More specifically, information for pre-registered users in the image display device 100 may be displayed on the 3D conversion setting menu 570 for each user and the user may select any one or more of the registered users to set whether or not to maintain the 3D conversion when the channel is changed for the corresponding user. For example, when the user checks a check box 573 corresponding to a “User 3” and selects the “select” button 575, the user may set whether or not to maintain the 3D conversion for a channel change in the case where User 3 uses the image display device 100.

A method of recognizing the user who is currently using the image display device 100 (e.g., a television) may be performed based on user log-in information entered into the image display device 100 and/or through a camera and face recognition software stored in a storage device within or coupled to the display device.

For example, when the setting for maintaining 3D conversion when the channel is changed has been selected for User 3, based on 3D conversion setting menu 570 as shown FIG. 15, and when this user is logged in, a 3D conversion is continuously performed for the program on the changed channel when the channel is changed in the image display device 100.

According to one embodiment, only when the holding time for a predetermined channel in the channel change is equal to or more than a predetermined reference value t, the process of determining whether or not to output the 3D conversion may be performed as the step S320 of FIG. 3.

That is, the control unit 170 counts a time period from when the receiving channel is changed from a first broadcasting channel to a second broadcasting channel and when the holding time for the second broadcasting channel is less than the reference value t, the process of determining whether or not to output the 3D conversion may be omitted.

Referring to FIG. 16, when the receiving channel is changed to the “CH2” according to the user selection and thereafter is again changed to the “CH3” within the time of less than the predetermined reference value t (for example, 1 second) while the 2D image signal received through the “CH1” is converted into the 3D image signal to be displayed on the screen 400, the popup window 410 for receiving whether or not to output the 3D conversion from the user may not be displayed on the screen 400 in the change to the “CH2”.

Meanwhile, as shown in FIG. 16C, when the receiving channel is maintained by the “CH3” for the reference value t or more, the popup window 410 for receiving whether or not to output the 3D conversion from the user may be displayed on the screen 400. When the user changes the receiving channel by using the channel up/down button in the remote control apparatus 200, it is possible to prevent the popup window 410 from being unnecessarily displayed and disappeared in an unwanted intermediate channel for watching (e.g., the “CH2” shown in FIG. 16B).

Further, when the 3D image signal is provided in the changed broadcasting channel, the process of determining whether or not to output the 3D conversion may be omitted as step S320 of FIG. 3.

Referring to FIG. 17, when the receiving channel is changed to the “CH2” according to the user selection and thereafter, the broadcasting program is provided by 3D image in the “CH2” while the 2D image signal received through the “CH1” is converted into the 3D image signal to be displayed on the screen 400, the popup window 410 for receiving whether or not to output the 3D conversion from the user may not be displayed on the screen 400 in the change to the “CH2”.

That is, when the receiving channel is changed to the broadcasting channel providing the 3D image signal as a source image, the 3D conversion performed in the previous channel may be continuously maintained regardless of the user setting.

Information shown:
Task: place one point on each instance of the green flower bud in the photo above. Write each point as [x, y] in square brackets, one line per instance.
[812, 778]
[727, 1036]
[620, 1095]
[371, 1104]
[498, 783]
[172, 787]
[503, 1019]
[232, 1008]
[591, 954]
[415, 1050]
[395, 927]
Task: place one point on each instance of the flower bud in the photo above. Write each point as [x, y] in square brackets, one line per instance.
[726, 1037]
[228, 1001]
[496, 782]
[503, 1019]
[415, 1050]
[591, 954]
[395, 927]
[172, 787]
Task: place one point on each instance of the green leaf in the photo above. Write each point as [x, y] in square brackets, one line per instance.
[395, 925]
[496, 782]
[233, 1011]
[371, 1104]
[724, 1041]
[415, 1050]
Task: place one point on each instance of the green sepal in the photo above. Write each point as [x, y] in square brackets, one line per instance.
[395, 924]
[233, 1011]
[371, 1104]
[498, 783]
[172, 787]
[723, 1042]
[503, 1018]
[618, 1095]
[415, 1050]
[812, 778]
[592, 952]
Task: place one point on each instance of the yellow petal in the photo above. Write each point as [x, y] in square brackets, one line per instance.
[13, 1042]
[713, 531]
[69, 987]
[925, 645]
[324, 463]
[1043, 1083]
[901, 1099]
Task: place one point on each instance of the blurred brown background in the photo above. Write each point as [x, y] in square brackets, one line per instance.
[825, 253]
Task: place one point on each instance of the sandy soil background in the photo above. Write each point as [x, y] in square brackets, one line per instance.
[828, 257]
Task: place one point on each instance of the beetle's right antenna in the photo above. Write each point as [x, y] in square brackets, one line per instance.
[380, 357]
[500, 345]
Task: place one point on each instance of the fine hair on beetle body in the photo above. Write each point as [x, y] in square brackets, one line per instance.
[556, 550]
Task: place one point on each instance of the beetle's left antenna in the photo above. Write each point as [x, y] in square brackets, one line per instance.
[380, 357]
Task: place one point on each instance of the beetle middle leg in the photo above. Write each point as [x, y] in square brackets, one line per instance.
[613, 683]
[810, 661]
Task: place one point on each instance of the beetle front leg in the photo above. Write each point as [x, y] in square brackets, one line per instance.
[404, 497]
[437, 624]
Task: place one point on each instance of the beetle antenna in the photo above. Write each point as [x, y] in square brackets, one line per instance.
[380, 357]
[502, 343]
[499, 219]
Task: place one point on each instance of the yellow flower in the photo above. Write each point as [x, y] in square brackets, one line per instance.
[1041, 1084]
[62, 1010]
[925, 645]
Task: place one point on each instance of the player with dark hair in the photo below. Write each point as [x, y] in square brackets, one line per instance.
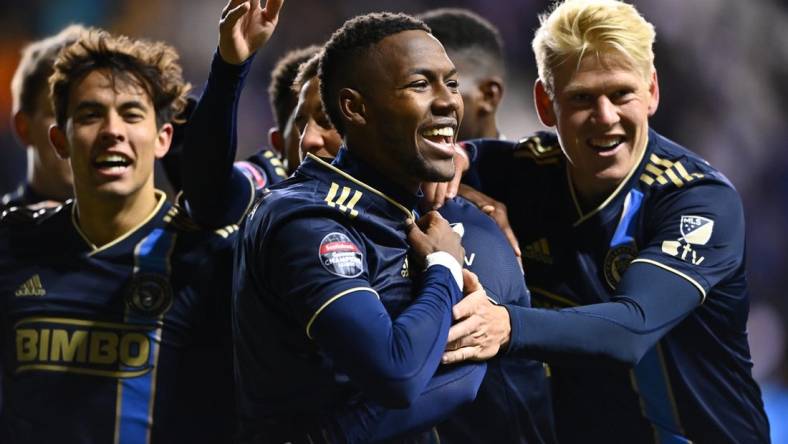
[48, 177]
[636, 240]
[476, 48]
[283, 98]
[114, 328]
[344, 357]
[317, 135]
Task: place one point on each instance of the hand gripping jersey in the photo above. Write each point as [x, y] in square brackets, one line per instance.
[662, 262]
[317, 240]
[127, 343]
[513, 404]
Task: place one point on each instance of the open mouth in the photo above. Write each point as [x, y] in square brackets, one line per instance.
[605, 144]
[441, 136]
[112, 162]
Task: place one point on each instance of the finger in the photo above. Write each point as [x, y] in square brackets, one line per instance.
[440, 195]
[232, 4]
[462, 329]
[272, 8]
[459, 355]
[234, 15]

Tasks to perform:
1 – Print the stretch of the passage on 3D conversion during channel changes from "Further, when the" through "the user setting.".
2 – Proceed with the text on maintaining 3D conversion across channel changes, continuing from its last sentence.

Task-by-task results:
1 –
Further, when the 3D image signal is provided in the changed broadcasting channel, the process of determining whether or not to output the 3D conversion may be omitted as step S320 of FIG. 3.

Referring to FIG. 17, when the receiving channel is changed to the “CH2” according to the user selection and thereafter, the broadcasting program is provided by 3D image in the “CH2” while the 2D image signal received through the “CH1” is converted into the 3D image signal to be displayed on the screen 400, the popup window 410 for receiving whether or not to output the 3D conversion from the user may not be displayed on the screen 400 in the change to the “CH2”.

That is, when the receiving channel is changed to the broadcasting channel providing the 3D image signal as a source image, the 3D conversion performed in the previous channel may be continuously maintained regardless of the user setting.

2 –
According to another embodiment, when the receiving channel is changed to a second broadcasting channel while a 2D image signal of a first broadcasting channel is converted into a 3D image signal, the image of the second broadcasting channel may be simultaneously displayed by both the 2D image and the 3D image on one screen.

Referring to FIG. 18, when the user changes the receiving channel to the “CH2” while the 2D image signal received from the “CH1” is converted into the 3D image signal to be displayed on the screen 400, the image of “CH2” may be simultaneously displayed by both the 2D image 401 and the 3D image 402 on screen 400. For example, the control unit 170 may control so that the image of the “CH2” is displayed by the 2D image 401 at the left region of the screen 400 and the 3D-converted 3D image 402 of the “CH2” is displayed at the left of the screen 400. The positions, sizes, or the like of the 2D image 401 and the 3D image 402 may changed, for example, based on a user or manufacturer setting.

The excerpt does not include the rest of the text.